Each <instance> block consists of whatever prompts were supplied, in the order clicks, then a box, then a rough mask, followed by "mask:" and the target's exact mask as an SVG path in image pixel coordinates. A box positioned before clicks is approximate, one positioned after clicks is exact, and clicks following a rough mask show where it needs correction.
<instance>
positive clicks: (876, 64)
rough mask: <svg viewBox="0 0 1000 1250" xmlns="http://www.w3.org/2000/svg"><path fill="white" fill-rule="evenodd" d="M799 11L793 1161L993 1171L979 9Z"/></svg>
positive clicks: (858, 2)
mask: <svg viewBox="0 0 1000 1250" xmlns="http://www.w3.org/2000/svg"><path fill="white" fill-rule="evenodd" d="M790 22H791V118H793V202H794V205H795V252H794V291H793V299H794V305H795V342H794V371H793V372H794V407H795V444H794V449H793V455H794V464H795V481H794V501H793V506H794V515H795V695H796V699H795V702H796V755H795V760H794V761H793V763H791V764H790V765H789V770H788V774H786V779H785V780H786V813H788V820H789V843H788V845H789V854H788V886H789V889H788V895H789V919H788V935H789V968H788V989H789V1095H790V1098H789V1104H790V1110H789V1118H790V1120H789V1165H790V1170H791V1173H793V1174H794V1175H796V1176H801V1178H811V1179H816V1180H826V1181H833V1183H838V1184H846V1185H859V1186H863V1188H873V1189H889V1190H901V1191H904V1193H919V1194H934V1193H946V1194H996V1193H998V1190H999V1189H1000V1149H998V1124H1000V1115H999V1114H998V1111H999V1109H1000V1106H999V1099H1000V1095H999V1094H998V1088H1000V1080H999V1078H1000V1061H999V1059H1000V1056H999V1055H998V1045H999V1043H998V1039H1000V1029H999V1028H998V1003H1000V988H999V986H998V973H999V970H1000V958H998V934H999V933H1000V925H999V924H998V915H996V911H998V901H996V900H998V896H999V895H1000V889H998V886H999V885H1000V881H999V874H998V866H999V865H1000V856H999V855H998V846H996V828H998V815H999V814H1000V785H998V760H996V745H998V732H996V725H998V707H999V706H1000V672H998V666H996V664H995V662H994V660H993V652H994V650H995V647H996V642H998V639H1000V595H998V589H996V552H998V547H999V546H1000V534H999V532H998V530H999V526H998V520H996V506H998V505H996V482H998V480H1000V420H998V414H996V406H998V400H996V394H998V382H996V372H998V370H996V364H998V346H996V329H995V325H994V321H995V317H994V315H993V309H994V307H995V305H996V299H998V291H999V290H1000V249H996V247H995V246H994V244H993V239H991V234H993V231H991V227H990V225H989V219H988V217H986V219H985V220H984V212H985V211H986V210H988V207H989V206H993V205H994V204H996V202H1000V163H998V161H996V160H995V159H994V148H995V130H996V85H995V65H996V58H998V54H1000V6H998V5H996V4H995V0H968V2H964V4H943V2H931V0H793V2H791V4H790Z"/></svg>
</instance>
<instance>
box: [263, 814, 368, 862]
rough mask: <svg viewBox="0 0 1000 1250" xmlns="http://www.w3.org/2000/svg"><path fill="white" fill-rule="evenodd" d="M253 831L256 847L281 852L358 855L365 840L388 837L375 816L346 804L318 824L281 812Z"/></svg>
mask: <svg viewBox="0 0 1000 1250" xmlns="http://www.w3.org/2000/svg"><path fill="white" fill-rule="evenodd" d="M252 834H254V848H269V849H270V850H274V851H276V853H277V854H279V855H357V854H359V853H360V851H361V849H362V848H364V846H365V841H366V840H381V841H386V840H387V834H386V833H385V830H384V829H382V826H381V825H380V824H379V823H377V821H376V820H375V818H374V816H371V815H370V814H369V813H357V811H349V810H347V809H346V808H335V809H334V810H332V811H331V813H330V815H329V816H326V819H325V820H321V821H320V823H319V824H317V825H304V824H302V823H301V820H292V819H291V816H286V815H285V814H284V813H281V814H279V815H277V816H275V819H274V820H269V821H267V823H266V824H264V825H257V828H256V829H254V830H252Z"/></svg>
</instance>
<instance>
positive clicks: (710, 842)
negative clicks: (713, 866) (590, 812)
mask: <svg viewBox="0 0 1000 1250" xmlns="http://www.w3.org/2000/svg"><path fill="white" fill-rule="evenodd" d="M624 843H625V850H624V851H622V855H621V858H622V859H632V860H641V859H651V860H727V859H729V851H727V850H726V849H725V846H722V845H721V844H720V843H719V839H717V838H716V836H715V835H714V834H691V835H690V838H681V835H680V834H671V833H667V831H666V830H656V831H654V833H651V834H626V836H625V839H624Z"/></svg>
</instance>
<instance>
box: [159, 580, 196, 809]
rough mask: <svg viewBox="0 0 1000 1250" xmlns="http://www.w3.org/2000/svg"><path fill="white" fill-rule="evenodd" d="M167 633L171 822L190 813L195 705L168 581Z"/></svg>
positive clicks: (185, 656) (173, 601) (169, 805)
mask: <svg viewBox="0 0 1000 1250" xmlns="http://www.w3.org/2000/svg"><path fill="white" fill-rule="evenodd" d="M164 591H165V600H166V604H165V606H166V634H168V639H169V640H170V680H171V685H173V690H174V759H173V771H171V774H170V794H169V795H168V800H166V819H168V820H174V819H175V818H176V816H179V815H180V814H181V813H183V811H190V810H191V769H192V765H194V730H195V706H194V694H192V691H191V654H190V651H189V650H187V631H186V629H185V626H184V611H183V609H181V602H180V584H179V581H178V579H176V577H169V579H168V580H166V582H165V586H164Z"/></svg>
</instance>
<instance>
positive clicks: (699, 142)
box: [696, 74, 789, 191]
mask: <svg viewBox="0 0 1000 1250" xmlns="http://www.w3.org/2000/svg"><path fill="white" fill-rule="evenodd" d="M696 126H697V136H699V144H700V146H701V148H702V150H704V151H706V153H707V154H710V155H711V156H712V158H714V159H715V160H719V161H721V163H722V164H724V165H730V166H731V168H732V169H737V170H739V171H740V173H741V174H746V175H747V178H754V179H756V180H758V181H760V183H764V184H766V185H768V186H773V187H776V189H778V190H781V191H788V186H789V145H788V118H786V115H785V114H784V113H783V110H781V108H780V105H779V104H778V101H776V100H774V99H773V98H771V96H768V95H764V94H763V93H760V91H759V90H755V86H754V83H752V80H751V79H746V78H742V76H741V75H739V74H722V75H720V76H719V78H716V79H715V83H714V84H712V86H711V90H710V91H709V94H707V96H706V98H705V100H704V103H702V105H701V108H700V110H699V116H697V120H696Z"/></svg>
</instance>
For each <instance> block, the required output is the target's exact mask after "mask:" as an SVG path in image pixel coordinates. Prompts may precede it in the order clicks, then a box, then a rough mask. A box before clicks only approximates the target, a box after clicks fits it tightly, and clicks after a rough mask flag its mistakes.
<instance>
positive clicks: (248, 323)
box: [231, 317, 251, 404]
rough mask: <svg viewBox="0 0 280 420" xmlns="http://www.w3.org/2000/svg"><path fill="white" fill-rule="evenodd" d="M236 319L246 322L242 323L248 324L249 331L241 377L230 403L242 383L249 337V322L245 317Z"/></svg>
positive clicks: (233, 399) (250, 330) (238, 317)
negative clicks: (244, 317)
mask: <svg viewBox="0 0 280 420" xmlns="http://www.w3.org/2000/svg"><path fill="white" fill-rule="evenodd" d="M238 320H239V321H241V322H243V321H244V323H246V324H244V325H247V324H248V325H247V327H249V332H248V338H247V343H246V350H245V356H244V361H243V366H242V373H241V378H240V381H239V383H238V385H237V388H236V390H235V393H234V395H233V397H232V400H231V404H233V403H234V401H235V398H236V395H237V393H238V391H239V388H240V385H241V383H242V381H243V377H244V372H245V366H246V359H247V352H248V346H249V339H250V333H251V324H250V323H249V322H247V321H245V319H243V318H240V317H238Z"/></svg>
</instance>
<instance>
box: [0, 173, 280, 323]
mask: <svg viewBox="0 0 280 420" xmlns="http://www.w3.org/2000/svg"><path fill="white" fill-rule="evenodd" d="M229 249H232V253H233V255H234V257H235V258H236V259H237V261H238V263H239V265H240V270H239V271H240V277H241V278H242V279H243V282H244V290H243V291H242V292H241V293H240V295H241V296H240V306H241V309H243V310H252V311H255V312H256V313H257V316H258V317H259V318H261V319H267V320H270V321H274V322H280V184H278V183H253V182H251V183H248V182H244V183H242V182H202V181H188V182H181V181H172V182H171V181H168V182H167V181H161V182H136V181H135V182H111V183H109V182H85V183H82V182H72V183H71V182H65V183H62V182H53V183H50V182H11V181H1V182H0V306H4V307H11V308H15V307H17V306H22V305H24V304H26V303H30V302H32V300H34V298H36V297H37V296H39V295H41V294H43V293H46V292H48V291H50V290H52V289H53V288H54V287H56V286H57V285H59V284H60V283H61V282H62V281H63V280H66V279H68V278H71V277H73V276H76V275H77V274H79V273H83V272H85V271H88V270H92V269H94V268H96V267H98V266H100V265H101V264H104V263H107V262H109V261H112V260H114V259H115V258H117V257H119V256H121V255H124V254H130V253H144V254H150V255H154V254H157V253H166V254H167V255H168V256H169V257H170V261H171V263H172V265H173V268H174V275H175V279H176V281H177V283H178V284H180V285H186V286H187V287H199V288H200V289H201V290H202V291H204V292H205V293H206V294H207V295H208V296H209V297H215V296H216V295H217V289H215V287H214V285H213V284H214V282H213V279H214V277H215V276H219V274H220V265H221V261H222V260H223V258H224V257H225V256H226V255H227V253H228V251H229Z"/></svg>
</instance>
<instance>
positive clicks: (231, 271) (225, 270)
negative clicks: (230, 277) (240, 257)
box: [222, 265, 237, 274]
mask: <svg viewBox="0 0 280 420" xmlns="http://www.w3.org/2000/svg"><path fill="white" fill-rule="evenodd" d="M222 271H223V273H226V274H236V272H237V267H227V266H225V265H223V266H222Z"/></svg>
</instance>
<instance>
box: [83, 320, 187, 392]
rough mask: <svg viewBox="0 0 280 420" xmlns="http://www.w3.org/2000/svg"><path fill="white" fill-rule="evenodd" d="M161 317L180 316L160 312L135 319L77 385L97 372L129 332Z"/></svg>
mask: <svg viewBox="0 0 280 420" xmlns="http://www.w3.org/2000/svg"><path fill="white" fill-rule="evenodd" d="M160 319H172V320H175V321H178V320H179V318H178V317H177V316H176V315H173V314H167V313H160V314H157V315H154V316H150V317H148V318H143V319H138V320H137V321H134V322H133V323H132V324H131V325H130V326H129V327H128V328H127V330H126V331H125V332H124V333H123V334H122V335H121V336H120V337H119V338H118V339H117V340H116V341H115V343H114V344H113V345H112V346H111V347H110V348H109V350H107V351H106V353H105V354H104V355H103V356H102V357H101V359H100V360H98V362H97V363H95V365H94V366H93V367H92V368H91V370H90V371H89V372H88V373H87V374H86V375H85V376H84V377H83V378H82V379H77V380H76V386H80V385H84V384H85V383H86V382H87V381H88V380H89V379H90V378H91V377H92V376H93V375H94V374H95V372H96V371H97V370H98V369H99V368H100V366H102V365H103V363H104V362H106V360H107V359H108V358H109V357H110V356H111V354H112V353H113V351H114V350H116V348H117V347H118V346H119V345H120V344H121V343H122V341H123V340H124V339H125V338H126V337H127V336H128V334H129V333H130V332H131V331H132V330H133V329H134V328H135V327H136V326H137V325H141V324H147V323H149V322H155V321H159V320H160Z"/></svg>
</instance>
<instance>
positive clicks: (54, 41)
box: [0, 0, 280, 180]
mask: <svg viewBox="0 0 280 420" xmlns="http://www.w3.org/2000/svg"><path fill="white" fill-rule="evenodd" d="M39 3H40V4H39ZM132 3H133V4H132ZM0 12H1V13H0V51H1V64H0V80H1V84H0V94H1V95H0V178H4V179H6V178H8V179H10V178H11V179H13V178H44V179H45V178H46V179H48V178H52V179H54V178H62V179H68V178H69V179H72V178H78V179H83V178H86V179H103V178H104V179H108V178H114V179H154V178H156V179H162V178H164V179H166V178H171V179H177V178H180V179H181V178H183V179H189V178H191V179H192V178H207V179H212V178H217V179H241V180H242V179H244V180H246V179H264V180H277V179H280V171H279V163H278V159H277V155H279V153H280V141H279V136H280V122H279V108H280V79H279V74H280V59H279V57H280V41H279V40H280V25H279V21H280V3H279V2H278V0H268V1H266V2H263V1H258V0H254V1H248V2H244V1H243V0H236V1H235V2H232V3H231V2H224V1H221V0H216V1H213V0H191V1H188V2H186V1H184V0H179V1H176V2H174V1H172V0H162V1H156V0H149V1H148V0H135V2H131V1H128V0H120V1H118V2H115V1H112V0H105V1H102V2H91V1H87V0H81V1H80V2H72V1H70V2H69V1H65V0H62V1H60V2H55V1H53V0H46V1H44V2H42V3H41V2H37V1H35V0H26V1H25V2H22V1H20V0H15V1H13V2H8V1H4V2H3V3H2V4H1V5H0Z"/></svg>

Your task: Begin at the first line of the records above and quote every line verbatim through the one that contains "11L793 1161L993 1171L979".

Output for this exercise:
Each <instance> block consists of whatever prompts were supplied, in the order clicks, then a box, then a rough mask, followed by "mask:" and the target's exact mask as an SVG path in image pixel coordinates. A box positioned before clicks is approximate, one positioned after clicks is exact, and clicks following a rough mask show where it needs correction.
<instance>
positive clicks: (876, 64)
rough mask: <svg viewBox="0 0 1000 1250" xmlns="http://www.w3.org/2000/svg"><path fill="white" fill-rule="evenodd" d="M799 11L793 1161L993 1171L979 9Z"/></svg>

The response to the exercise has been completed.